▸ PARTS OF THE EXERCISE
**a.** Print everything in the Go forum excerpt from "I've certainly seen" down to "was a nitpick.".
**b.** In the Go forum excerpt, which C++ mutex implementation is given as an example of one that does not guarantee fairness?

▸ SOURCE EXCERPT
######

I've certainly seen my share of people claiming that "interface{} is just like void * in C" when they speak about Go's (lack of) type safety.
I also don't see how insisting on accurate and un-ambiguous terminology ticks people off so much to downvote. I imagine they think I said something much more incorrect than I did.
"type safe" has come to mean "statically type safe" over time in common conversation. You were downvoted because this intended usage was clear to the people who downvoted you and their perception of your comment was that it provided no value, e.g. was a nitpick.
I would note that the Wikipedia page does not take as strong a position as you seem to imply, reading:
> In the context of static (compile-time) type systems, type safety usually involves (among other things) a guarantee that the eventual value of any expression will be a legitimate member of that expression's static type. The precise requirement is more subtle than this — see, for example, subtype and polymorphism for complications.
Since golang is statically typed, type safety is generally understood to mean static type safety.
Well, non-type safety isn't really worth discussing. The big differentiators these days are: does it fail at compile time or run time? This is emphatically the latter category.
I googled a little bit and found some good info, I guess I had forgotten a little bit of the concepts of mutex fairness/unfairness. I found a very nice explanation on cs.stackexchange:
"My understanding is that most popular implementations of a mutex (e.g. std::mutex in C++) do not guarantee fairness -- that is, they do not guarantee that in instances of contention, the lock will be acquired by threads in the order that they called lock(). In fact, it is even possible (although hopefully uncommon) that in cases of high contention, some of the threads waiting to acquire the mutex might never acquire it."
With that computer science clarification, I think the comment "Mutex is now more fair" and the detailed description "Unfair wait time is now limited to 1ms" makes it a lot clearer.

######

▸ LISTED ENTRIES

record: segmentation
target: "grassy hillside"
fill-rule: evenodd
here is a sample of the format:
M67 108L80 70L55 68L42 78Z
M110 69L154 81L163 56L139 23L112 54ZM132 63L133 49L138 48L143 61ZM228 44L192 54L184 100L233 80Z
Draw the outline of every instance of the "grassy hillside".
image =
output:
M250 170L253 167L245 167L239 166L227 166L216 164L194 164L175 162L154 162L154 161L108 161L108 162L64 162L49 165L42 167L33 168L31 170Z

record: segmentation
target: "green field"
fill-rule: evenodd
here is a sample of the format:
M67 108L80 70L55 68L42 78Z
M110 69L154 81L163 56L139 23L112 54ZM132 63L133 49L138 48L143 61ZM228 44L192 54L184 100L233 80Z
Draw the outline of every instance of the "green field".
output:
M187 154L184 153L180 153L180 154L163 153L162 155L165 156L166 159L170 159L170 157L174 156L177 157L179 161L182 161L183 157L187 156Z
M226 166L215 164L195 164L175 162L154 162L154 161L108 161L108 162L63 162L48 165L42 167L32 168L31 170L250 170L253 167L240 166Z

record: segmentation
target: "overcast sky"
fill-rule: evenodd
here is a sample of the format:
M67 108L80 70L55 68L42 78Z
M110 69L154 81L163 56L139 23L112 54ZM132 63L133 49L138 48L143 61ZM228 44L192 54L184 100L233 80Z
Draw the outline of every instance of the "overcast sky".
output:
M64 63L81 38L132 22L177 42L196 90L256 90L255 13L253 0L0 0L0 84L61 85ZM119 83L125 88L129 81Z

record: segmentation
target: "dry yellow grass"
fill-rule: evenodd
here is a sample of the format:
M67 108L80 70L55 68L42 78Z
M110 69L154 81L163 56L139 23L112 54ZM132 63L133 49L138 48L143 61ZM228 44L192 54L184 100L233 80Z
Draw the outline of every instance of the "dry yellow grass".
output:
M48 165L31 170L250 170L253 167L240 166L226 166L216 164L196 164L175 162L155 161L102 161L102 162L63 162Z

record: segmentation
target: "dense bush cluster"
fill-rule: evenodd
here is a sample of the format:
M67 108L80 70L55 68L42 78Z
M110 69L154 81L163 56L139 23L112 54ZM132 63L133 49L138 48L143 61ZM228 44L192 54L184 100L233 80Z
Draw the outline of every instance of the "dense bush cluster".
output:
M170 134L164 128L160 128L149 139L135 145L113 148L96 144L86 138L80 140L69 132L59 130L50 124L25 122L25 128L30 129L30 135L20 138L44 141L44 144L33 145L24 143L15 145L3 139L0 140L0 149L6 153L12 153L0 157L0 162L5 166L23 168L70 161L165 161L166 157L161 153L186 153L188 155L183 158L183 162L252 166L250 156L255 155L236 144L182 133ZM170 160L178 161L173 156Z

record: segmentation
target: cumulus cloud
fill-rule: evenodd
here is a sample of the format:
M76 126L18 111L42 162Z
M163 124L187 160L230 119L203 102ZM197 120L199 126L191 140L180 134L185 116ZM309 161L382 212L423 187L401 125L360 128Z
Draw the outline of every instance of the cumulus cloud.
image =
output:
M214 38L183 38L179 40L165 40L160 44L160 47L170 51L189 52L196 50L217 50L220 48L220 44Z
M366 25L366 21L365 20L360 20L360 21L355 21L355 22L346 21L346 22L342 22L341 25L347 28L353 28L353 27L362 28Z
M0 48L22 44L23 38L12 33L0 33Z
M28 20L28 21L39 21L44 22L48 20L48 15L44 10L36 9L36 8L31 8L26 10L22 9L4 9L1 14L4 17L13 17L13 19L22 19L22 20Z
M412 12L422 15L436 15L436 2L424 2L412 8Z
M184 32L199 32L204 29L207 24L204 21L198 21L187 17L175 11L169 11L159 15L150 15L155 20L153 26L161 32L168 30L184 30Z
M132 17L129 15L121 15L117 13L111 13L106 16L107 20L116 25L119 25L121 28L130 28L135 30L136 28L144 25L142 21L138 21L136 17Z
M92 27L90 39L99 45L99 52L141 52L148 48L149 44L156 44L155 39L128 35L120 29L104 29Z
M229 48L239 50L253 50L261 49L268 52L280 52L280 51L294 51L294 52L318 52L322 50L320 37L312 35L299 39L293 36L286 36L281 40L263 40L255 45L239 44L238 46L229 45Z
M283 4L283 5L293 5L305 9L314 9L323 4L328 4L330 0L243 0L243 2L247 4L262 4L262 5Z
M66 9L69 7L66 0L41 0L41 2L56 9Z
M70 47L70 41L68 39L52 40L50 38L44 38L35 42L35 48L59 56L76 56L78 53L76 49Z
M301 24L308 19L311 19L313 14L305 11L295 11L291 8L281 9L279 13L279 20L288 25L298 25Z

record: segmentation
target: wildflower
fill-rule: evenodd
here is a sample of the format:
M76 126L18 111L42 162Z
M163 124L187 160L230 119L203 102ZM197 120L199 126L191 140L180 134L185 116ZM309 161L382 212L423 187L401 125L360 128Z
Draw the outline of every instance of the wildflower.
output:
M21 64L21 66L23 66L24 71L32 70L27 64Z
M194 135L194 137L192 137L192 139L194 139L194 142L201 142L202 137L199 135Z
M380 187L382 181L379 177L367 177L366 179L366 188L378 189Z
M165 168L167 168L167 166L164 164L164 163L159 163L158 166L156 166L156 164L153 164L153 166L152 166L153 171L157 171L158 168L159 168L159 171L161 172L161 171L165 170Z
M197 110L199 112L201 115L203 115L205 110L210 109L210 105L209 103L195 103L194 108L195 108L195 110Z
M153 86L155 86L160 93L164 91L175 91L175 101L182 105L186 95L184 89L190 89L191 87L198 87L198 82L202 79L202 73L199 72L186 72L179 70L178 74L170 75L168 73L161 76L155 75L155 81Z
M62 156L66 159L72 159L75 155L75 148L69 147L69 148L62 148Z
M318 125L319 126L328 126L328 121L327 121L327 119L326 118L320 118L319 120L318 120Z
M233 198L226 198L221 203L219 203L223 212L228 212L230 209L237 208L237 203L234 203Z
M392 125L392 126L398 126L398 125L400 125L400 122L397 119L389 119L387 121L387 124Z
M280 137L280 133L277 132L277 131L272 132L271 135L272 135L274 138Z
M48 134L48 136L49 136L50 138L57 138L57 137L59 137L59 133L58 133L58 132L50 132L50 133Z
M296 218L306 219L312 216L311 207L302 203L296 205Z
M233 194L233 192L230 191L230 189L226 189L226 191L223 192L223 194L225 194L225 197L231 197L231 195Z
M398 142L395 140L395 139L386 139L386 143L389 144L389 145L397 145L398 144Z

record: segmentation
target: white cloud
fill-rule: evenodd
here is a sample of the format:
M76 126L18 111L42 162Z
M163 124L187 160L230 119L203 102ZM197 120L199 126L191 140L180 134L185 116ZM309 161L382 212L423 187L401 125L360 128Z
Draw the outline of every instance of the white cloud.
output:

######

▸ RESULTS BY TASK
**a.**
I've certainly seen my share of people claiming that "interface{} is just like void * in C" when they speak about Go's (lack of) type safety.
I also don't see how insisting on accurate and un-ambiguous terminology ticks people off so much to downvote. I imagine they think I said something much more incorrect than I did.
"type safe" has come to mean "statically type safe" over time in common conversation. You were downvoted because this intended usage was clear to the people who downvoted you and their perception of your comment was that it provided no value, e.g. was a nitpick.

**b.** std::mutex